GIVEN DATA →
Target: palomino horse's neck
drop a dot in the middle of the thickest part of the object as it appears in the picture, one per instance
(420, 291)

...

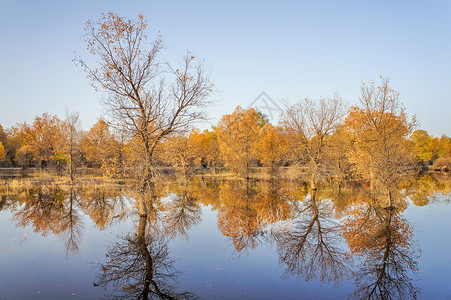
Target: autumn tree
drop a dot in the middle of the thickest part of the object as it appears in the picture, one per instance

* * *

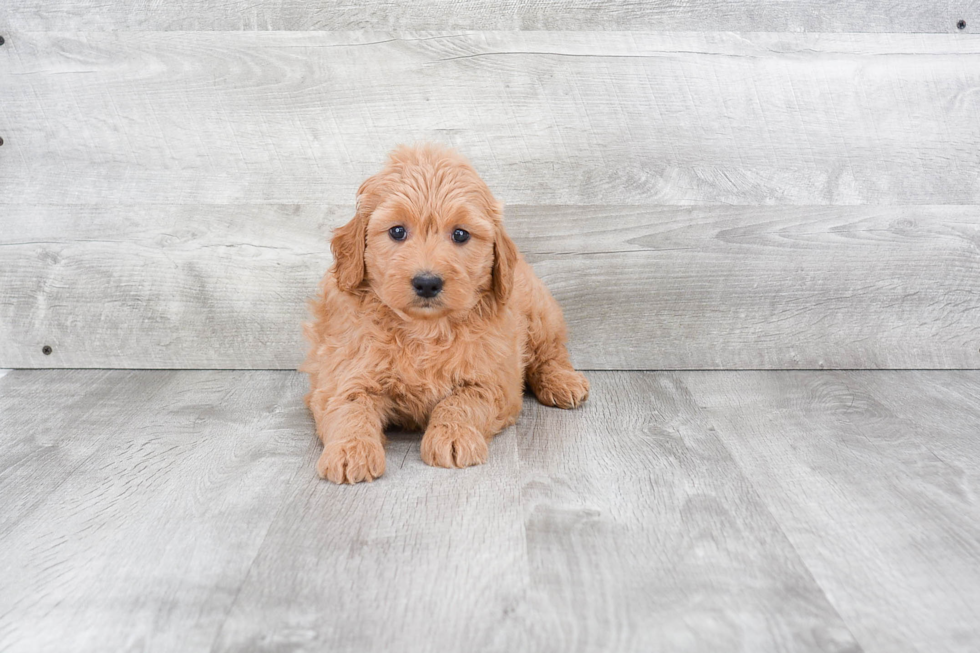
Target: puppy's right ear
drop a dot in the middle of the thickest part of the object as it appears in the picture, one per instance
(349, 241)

WHAT IS NEEDED → Your reply should be one number: how many lines in the entries above contain the word "Target".

SOLUTION TO THE PROBLEM → 3